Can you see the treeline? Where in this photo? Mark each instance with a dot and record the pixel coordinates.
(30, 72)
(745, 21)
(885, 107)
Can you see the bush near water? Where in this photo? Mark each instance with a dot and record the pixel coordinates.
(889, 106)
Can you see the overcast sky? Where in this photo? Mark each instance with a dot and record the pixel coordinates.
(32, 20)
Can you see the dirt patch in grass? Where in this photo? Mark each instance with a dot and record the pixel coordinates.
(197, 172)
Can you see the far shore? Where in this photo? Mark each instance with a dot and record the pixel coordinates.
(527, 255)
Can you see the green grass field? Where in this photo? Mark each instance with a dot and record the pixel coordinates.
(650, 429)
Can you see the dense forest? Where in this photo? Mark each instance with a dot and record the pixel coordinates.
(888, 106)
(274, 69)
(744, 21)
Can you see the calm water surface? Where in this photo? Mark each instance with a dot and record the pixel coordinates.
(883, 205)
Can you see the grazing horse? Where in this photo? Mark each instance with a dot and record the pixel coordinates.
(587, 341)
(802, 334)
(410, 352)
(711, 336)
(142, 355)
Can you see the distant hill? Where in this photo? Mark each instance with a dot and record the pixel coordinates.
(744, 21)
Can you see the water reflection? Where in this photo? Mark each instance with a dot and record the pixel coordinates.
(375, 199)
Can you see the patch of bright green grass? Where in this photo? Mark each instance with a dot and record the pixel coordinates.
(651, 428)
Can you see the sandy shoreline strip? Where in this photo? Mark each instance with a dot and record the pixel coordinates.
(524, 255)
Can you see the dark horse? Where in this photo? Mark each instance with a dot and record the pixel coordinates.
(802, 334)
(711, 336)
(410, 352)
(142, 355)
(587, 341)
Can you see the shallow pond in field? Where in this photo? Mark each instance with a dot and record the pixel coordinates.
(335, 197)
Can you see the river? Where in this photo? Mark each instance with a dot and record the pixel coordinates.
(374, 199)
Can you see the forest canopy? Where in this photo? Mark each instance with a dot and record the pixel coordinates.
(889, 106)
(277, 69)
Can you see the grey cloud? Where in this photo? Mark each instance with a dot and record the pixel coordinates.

● What is expected
The lines to reproduce run from the one that contains "Can you see the bush" through the last line above; copy them exactly.

● Problem solution
Can you see the bush near water? Where in this photo? Mark each instance with a dot and record the pixel coordinates.
(889, 106)
Can you see the overcast sky? Where in this photo? Mark each instance with a dot and record the pixel coordinates.
(32, 20)
Can you see the dirt patch in grass? Where in this photo? Mark each instance with a dot and record the pixel coordinates.
(197, 172)
Can you see the far shore? Where in this photo? Mark each instance with a dot and record the pixel coordinates.
(527, 255)
Can you see the green grass field? Where in this photo? Mark each instance with a dot and record the pixel coordinates.
(650, 429)
Can you see the dense forest? Where in this photo? Mark each instance with a dot and record the pixel coordinates.
(888, 106)
(274, 69)
(744, 21)
Can you see the calm water surface? Where in this photo? Mark each instance with a dot and record the pixel coordinates.
(883, 205)
Can you see the grazing horse? Where in this photo? Mark each instance with a dot and record the pixel coordinates.
(587, 341)
(802, 334)
(410, 352)
(711, 336)
(142, 355)
Can you see the distant hill? Where in this photo? Mark each instance with a dot and record the pixel coordinates.
(744, 21)
Can you see the water reflection? Where in this photo? Mark each instance with a dot and record the pixel coordinates.
(375, 199)
Can you see the patch of bright green grass? Where in this photo? Mark each instance with a dot and record the pixel coordinates.
(651, 428)
Can you see the sandy shoreline strip? Where in this photo? Mark each instance with a dot and record the pixel coordinates.
(524, 255)
Can you see the dark horse? Where in this photo? Mark each instance with a dot and record the pixel coordinates.
(802, 334)
(711, 336)
(410, 352)
(142, 355)
(587, 341)
Can you see the shallow pond in field? Where in this photo? Mark each instance with a dot and record the pixel coordinates.
(335, 197)
Can you see the river? Where in this photo? Mark each instance with a dot and record the pixel coordinates.
(374, 199)
Can you see the forest canopy? Where in this photo? Mark each instance with a dot and record the pixel coordinates.
(889, 106)
(277, 69)
Can you see the grey cloud? Where in this photo? Mark each instance with a dot and record the pixel coordinates.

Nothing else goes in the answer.